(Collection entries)
>>

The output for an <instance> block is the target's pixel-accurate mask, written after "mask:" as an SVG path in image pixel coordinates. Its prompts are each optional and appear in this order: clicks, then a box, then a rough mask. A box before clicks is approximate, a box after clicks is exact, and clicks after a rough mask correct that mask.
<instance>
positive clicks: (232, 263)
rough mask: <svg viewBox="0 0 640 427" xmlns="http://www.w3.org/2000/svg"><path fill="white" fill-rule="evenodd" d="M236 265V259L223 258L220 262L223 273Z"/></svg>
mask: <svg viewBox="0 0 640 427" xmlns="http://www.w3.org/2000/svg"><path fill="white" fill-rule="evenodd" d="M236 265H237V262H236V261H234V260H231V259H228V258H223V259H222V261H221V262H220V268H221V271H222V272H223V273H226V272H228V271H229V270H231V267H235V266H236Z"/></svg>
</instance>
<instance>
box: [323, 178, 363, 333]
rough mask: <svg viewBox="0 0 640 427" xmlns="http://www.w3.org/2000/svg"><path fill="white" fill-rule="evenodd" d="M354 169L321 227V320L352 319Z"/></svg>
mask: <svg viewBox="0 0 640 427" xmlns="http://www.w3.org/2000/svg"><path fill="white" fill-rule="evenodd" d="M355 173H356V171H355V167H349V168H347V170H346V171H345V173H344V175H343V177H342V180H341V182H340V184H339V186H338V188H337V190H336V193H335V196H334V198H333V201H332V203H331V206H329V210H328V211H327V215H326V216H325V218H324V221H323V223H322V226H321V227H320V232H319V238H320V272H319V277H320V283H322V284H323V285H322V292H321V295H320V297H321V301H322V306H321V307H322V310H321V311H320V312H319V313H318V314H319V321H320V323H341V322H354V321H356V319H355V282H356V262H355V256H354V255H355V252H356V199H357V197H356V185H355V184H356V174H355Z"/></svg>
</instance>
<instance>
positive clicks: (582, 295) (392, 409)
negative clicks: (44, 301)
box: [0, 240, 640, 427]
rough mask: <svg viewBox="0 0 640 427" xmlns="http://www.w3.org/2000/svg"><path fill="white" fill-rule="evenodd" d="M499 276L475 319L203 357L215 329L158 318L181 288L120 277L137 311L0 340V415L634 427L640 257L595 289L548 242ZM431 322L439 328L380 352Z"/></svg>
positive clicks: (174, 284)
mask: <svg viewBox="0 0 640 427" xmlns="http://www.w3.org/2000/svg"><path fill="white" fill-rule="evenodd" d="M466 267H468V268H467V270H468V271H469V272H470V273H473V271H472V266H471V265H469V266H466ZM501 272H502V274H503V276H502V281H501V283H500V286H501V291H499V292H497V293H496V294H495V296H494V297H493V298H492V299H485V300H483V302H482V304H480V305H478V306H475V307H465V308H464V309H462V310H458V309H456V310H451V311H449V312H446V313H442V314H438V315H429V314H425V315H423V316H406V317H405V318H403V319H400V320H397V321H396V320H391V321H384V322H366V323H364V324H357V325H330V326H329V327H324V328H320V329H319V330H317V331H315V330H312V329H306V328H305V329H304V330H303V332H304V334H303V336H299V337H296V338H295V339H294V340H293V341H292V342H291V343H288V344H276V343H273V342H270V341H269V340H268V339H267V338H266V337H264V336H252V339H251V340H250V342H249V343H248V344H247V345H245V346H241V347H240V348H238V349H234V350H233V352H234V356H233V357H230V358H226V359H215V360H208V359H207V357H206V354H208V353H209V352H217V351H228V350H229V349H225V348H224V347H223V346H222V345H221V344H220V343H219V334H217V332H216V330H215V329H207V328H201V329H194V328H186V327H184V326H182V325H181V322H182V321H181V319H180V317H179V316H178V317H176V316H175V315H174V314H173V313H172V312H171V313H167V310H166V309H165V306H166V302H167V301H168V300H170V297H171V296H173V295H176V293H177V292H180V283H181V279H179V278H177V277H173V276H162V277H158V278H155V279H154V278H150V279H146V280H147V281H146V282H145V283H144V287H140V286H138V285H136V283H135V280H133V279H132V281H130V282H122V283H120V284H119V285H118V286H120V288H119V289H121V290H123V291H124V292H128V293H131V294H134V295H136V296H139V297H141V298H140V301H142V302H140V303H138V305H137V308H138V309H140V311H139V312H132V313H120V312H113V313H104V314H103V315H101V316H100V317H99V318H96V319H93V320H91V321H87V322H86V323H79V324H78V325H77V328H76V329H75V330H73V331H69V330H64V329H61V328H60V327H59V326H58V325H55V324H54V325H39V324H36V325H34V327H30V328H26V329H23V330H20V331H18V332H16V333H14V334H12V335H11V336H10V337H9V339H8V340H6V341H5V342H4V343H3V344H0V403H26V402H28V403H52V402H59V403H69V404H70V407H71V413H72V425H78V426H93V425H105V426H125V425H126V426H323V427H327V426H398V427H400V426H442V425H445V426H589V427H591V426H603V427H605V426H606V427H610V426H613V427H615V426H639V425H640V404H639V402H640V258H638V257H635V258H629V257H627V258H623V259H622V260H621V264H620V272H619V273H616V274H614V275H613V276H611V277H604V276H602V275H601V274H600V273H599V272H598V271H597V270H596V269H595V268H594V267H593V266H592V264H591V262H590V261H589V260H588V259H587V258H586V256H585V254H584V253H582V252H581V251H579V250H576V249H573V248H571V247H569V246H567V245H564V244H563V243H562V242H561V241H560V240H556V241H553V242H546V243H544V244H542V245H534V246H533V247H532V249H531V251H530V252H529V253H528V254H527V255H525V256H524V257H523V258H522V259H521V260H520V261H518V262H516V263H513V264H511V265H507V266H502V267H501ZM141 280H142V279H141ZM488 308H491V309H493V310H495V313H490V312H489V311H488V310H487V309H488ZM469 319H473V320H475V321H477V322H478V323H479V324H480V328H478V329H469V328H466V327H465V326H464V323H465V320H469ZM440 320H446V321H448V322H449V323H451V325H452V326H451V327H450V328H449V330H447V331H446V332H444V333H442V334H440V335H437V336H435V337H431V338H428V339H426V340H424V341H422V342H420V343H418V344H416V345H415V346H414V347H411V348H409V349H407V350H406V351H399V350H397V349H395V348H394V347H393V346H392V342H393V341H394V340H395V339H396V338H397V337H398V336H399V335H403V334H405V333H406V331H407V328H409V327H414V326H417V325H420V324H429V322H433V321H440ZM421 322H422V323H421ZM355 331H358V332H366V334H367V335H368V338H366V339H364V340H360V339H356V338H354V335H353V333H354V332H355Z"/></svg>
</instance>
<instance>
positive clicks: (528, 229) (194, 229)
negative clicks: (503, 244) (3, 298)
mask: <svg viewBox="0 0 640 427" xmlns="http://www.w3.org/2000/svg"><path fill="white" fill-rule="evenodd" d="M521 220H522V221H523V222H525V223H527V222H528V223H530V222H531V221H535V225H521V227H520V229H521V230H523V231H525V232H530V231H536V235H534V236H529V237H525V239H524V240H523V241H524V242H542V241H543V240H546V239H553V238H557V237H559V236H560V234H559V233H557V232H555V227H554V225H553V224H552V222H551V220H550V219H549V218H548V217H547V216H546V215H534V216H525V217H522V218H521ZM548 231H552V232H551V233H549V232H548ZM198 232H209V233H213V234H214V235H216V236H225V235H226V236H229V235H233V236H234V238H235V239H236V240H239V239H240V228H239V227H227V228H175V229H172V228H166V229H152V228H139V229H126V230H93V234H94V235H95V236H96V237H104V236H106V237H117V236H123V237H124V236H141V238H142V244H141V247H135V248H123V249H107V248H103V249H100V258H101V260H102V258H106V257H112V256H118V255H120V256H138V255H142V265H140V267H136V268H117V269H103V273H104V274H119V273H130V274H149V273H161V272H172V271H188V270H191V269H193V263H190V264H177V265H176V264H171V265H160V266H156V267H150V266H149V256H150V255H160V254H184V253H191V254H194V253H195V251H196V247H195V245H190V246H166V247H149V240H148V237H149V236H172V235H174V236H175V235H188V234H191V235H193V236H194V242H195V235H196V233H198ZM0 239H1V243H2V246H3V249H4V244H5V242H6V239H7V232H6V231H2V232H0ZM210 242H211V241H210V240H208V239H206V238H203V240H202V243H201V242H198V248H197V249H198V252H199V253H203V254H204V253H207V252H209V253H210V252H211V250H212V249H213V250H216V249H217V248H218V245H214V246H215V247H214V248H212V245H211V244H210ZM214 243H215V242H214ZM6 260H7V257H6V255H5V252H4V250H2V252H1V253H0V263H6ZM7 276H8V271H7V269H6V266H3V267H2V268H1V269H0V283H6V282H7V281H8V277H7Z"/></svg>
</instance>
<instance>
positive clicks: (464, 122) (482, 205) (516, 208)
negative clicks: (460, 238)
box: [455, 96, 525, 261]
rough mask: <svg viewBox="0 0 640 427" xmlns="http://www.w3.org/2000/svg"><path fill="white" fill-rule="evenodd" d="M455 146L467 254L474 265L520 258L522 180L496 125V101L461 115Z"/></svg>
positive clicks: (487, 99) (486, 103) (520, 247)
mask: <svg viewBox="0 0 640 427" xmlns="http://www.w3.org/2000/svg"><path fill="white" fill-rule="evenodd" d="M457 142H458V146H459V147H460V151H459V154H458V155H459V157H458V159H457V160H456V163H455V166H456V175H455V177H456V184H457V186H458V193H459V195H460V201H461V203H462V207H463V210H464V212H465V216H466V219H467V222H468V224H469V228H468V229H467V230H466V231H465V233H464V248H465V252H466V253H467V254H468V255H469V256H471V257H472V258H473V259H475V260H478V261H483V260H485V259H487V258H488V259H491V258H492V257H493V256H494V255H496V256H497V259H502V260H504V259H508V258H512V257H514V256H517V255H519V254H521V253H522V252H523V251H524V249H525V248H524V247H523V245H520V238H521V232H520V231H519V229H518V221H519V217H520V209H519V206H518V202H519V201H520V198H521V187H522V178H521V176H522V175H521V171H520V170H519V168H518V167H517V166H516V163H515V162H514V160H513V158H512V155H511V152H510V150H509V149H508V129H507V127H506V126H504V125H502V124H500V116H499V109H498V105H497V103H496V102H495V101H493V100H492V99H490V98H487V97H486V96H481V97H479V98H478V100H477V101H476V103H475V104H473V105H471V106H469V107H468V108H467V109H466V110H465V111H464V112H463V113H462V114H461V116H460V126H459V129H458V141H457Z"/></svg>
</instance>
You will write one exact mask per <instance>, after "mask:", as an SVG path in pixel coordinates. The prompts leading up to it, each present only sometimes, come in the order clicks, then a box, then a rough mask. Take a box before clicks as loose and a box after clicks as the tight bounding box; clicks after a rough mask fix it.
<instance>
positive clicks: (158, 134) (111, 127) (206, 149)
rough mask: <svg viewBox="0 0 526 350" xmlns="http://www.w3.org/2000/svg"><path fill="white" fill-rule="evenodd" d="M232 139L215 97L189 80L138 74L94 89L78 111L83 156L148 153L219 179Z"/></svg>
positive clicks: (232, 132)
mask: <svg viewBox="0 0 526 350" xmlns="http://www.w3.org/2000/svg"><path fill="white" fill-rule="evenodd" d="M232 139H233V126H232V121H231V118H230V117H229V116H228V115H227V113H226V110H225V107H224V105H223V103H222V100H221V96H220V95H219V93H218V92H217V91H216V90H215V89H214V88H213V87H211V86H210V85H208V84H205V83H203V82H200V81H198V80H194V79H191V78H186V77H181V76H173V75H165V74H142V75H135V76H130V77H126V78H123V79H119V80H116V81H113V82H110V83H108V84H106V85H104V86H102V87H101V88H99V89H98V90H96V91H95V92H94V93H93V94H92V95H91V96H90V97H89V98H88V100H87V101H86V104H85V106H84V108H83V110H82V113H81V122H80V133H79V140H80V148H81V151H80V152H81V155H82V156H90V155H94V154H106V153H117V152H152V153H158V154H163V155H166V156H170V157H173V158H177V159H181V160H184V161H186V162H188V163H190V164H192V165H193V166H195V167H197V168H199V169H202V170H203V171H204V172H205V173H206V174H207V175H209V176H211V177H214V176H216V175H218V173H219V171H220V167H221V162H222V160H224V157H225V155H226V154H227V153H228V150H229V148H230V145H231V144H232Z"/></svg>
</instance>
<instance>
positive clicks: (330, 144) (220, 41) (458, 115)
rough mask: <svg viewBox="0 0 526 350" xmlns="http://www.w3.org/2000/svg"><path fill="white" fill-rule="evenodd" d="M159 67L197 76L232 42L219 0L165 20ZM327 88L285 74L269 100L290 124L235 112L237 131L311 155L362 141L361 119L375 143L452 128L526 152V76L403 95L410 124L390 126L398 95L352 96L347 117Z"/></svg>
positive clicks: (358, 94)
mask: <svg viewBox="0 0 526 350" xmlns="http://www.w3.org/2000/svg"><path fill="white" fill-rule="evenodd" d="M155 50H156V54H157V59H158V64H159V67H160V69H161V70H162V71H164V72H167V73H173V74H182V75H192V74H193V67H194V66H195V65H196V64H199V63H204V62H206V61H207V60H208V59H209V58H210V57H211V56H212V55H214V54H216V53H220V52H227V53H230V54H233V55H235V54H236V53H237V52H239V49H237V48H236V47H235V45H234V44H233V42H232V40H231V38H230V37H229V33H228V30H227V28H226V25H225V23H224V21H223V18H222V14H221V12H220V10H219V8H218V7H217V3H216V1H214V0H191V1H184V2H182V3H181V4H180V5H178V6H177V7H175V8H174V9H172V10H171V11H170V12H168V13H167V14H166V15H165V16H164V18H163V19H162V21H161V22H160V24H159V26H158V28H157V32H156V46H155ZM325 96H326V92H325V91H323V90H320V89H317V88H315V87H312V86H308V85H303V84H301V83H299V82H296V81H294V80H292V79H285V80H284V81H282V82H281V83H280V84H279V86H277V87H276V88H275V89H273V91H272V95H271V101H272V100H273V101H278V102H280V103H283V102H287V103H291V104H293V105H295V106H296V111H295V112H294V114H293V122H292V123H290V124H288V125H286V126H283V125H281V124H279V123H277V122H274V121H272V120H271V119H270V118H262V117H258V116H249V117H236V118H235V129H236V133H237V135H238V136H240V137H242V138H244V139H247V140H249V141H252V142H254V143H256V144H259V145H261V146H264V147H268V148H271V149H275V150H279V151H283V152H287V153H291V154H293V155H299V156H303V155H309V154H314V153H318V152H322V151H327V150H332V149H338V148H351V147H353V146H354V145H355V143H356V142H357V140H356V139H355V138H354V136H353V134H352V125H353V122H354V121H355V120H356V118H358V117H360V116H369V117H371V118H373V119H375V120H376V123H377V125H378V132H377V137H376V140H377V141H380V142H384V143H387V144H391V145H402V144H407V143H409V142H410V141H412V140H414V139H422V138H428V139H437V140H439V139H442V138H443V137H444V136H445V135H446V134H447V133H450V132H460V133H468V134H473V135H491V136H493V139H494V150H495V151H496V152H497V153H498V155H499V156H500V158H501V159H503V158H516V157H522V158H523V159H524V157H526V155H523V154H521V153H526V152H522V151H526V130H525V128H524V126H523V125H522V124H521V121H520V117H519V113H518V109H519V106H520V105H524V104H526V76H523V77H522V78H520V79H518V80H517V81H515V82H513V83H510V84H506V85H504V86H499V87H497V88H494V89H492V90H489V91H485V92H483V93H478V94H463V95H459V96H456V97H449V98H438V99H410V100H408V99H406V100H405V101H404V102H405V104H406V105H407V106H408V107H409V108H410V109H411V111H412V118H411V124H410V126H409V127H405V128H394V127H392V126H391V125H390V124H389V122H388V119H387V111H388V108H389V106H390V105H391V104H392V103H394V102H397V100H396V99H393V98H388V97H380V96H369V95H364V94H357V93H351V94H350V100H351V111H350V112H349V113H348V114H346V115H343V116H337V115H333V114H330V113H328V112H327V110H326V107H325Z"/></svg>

<<

◆ WHAT THE TASK ASKS:
Please restate, word for word, the lines of the entries that run from the first line through the one holding "positive clicks: (232, 263)", and add nothing.

◆ RESULT OF THE EXERCISE:
The output for an <instance> block is the target's pixel-accurate mask, written after "mask:" as an SVG path in image pixel coordinates. Its prompts are each optional and appear in this order: clicks, then a box, then a rough mask. A box before clicks is approximate, a box after clicks is exact, and clicks after a rough mask correct that mask.
<instance>
positive clicks: (232, 263)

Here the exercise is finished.